David Young

2021-12-28

Identify the factor:
a) ${r}^{2}+7r+10$
b) ${x}^{2}+4x+3$
c) ${y}^{2}+6y+8$

Rita Miller

Step 1
a) We can get a quadratic by multiplying two first-degree polynomials.
Method:
$\left(x+4\right)\left(x-2\right)=x\left(x-2\right)+4\left(x-2\right)$
$={x}^{2}-2x+4x-8$
$={x}^{2}+2x-8$
Step 2
Given:
${r}^{2}+7r+10$
We have to find integers b and d such that
${r}^{2}+7r+10=\left(r+b\right)\left(r+d\right)$
$={r}^{2}+dr+br+bd$
${r}^{2}+7r+10={r}^{2}+\left(b+d\right)r+bd$
Since the constant coefficients on each side of the equation ought to be equal, we must have $bd=10$ (i.e) b and d are factors of 10.
Similarly, the coefficients of r must be the same, so that $b+d=7$
The following table shows the possibilities.
$\begin{array}{|cc|}\hline \text{Factors b, d of 10}& \text{Sum}b+d=7\\ 5×2& 5+2=7\\ \hline\end{array}$
There is no need to list negative factors, such as $\left(-5\right)\left(-2\right)$, since their sum is negative. So the factors are 5 and 2.

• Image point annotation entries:
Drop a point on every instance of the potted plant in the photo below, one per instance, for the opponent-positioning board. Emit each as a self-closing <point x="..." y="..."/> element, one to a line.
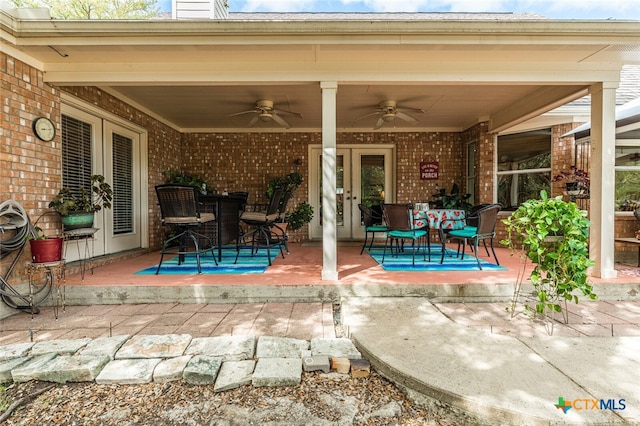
<point x="553" y="234"/>
<point x="77" y="206"/>
<point x="298" y="217"/>
<point x="302" y="214"/>
<point x="44" y="249"/>
<point x="577" y="181"/>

• INSTRUCTIONS:
(A) Answer these questions about the factoring thread:
(i) Which product of two first-degree polynomials is worked out as the example under "Method:"?
(ii) What must the product bd equal when factoring r² + 7r + 10?
(iii) Why is there no need to list negative factors such as (−5)(−2)?
(B) Retype the stretch of the factoring thread from "David Young" through "two first-degree polynomials.".

• PER-TASK OUTPUTS:
(A)
(i) (x + 4)(x − 2), which gives x² + 2x − 8.
(ii) 10.
(iii) Their sum is negative.

(B)
David Young

2021-12-28

Identify the factor:
a) ${r}^{2}+7r+10$
b) ${x}^{2}+4x+3$
c) ${y}^{2}+6y+8$

Rita Miller

Step 1
a) We can get a quadratic by multiplying two first-degree polynomials.